┌─ Source text

The tabulations for both employer and nonemployer firms, released on the
Internet, show revenues for physicians' offices increased 5 percent, to
$202 billion; dentists' offices, 6 percent, to $56 billion; and hospitals,
4 percent, to $413 billion.
The overwhelming majority -- 97 percent, or $971 billion -- of health
service revenues in 1999 were recorded by firms with paid employees
(employer firms). These firms reported $932 billion in revenues in 1998.
For employer firms, the major sources of payments to physicians' offices
in 1999 were:
-- Private insurance: $90 billion or 47 percent of total employer
revenue.
-- Medicare: $45 billion or nearly a quarter of the total.
-- Patient "out-of-pocket" payments: $21 billion or 11 percent.
-- Medicaid: $13 billion or 7 percent.
Major sources of payments to hospitals were:
-- Private insurance payments: $143 billion or 35 percent of total
employer revenue.
-- Medicare: $134 billion or nearly one third of the total.
-- Medicaid: $50 billion or 12 percent.

└─

# What this exercise asks
(1) Return the portion of the passage on health service revenues from "For employer firms, the" to "or 7 percent.", copied word for word.
(2) Summarize the passage on health service revenues in two sentences.
(3) Continue the passage on health service revenues from the point where it stops.

┌─ Data section

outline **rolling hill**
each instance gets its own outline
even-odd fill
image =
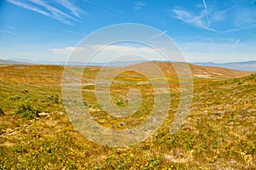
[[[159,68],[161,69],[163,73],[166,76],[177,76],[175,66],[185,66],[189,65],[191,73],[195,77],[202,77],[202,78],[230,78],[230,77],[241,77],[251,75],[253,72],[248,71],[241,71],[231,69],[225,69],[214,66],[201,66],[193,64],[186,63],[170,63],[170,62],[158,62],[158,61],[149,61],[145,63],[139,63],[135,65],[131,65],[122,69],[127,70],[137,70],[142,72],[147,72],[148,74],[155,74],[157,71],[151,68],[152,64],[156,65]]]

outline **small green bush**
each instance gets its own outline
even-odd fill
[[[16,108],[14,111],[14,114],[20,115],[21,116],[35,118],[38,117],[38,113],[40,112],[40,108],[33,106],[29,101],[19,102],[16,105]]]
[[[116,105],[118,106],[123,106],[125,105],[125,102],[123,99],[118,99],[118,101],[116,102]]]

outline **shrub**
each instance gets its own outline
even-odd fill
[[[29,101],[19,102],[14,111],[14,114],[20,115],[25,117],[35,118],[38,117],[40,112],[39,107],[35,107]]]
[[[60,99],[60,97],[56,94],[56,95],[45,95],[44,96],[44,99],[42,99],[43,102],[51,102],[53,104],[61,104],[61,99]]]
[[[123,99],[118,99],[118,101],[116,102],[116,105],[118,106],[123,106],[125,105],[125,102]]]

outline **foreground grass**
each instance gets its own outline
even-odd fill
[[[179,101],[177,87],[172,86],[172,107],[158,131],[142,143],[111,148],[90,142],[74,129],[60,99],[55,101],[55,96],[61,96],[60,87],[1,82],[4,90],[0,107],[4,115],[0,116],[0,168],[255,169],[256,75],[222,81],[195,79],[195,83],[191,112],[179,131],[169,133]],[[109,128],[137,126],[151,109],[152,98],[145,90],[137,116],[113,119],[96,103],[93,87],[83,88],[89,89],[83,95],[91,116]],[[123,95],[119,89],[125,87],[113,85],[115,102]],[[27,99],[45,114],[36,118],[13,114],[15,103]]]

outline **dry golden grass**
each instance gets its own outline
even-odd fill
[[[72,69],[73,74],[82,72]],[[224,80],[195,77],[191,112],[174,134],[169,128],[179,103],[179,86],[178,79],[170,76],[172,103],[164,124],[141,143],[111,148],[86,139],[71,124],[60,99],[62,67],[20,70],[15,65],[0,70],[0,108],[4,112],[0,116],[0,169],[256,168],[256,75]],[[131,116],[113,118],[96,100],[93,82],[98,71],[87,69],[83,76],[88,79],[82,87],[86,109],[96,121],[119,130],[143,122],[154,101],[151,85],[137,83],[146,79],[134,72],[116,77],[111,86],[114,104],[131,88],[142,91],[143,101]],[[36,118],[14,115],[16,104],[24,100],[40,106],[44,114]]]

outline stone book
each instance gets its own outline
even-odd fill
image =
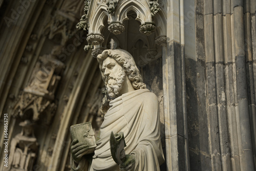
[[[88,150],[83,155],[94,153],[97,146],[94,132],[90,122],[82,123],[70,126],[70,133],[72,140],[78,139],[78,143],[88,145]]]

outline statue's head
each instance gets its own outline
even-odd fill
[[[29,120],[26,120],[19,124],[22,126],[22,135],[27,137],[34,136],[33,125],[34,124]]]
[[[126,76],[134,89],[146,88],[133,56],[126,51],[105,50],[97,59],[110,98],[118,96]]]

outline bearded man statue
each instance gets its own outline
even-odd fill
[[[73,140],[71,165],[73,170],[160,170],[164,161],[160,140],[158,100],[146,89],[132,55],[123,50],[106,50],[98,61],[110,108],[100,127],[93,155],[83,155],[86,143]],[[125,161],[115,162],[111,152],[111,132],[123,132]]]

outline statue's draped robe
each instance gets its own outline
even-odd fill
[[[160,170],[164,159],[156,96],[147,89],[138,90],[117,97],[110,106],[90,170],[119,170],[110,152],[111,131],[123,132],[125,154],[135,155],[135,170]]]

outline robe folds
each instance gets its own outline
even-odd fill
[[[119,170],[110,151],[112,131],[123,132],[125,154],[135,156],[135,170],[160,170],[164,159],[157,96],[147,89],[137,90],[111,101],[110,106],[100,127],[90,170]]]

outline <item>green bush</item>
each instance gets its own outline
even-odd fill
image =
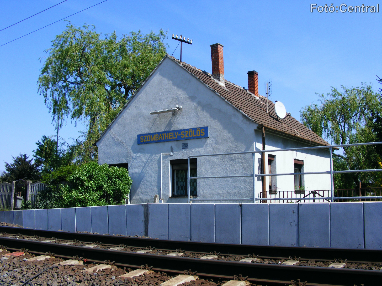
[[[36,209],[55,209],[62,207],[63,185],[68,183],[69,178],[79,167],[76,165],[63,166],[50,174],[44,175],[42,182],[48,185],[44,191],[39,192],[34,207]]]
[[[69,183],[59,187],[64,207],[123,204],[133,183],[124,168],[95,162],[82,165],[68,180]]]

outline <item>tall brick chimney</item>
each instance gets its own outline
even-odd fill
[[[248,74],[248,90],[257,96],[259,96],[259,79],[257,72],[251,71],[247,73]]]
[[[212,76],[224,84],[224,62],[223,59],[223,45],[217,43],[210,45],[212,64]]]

└─
┌─ Data section

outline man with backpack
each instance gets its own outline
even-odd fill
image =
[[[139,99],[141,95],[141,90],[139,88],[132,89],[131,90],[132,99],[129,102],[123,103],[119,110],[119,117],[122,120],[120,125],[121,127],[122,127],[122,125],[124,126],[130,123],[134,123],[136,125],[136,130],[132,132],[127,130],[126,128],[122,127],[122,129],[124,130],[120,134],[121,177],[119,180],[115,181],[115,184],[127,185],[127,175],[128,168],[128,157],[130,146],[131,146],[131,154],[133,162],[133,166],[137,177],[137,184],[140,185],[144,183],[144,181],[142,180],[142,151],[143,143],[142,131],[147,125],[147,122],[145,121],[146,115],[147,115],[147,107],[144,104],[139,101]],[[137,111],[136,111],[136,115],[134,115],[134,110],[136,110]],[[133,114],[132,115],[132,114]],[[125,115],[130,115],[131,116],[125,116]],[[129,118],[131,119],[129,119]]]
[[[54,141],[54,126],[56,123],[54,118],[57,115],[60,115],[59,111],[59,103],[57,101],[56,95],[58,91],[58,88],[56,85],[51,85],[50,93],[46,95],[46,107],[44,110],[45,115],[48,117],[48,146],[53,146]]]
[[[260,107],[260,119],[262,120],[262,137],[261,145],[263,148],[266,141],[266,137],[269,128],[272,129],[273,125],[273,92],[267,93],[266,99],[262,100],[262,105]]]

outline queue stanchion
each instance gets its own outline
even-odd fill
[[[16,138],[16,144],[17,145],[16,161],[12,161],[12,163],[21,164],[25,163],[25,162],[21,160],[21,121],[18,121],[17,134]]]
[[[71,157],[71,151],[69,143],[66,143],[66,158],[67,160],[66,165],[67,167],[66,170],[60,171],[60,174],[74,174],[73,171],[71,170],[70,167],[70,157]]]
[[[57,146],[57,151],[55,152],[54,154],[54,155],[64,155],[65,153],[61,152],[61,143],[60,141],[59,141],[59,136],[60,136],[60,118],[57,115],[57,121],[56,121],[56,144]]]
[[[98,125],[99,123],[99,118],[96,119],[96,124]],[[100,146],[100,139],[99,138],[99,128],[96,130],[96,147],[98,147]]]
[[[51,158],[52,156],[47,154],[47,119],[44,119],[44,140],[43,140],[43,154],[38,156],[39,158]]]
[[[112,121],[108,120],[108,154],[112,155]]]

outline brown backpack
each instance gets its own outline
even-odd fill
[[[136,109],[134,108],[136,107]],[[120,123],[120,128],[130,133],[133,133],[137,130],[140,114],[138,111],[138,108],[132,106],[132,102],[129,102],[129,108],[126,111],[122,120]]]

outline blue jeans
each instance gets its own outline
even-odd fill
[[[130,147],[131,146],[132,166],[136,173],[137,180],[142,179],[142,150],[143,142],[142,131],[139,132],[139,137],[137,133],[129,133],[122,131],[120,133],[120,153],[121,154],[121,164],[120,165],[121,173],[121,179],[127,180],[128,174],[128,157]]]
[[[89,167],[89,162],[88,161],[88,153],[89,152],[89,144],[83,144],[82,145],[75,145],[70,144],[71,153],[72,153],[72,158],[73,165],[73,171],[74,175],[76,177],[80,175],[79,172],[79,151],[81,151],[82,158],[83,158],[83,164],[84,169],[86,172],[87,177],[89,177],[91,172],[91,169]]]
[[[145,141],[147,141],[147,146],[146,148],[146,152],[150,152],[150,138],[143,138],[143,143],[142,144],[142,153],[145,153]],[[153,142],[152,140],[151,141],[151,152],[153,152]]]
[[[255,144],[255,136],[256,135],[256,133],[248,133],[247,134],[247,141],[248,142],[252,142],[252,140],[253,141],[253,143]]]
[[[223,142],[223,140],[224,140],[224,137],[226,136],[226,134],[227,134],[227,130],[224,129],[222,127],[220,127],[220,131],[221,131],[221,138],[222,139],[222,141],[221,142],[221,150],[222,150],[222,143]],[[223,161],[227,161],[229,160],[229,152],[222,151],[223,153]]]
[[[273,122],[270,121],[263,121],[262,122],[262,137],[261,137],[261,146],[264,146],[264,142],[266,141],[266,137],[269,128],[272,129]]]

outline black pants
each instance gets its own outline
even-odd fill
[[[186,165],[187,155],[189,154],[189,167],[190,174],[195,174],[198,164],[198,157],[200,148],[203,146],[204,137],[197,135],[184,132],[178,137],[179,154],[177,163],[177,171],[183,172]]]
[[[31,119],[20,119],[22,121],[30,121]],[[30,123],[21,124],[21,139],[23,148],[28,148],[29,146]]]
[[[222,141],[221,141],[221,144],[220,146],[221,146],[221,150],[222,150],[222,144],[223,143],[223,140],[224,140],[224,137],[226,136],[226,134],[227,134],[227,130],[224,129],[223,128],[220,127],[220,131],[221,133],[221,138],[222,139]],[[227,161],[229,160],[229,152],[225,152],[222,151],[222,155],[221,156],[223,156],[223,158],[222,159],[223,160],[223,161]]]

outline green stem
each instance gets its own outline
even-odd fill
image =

└─

# Answer section
(1)
For employer firms, the major sources of payments to physicians' offices
in 1999 were:
-- Private insurance: $90 billion or 47 percent of total employer
revenue.
-- Medicare: $45 billion or nearly a quarter of the total.
-- Patient "out-of-pocket" payments: $21 billion or 11 percent.
-- Medicaid: $13 billion or 7 percent.

(2) Revenues rose 5 percent for physicians' offices to $202 billion, 6 percent for dentists' offices to $56 billion, and 4 percent for hospitals to $413 billion. Employer firms recorded 97 percent of health service revenues in 1999, or $971 billion, and private insurance was the largest source of payments to both physicians' offices and hospitals, followed by Medicare.

(3)
The health care and social assistance estimates are part of the
1999 Service Annual Survey report. The health services sector includes
revenues for ambulatory health-care services, hospitals, nursing and
residential care facilities, and social assistance. The tables also show
separate taxable and tax-exempt estimates for selected
industries. Subsequent reports from the survey will cover the information
sector, selected financial industries, and trucking and warehousing.
This is the first year the Service Annual Survey report has been
published using the North American Industry Classification System (NAICS).
The data are subject to sampling variability and nonsampling errors.
Sources of nonsampling error include errors of response, nonreporting and
coverage. Measures of sampling variability, presented as relative standard
errors, are shown in the tables.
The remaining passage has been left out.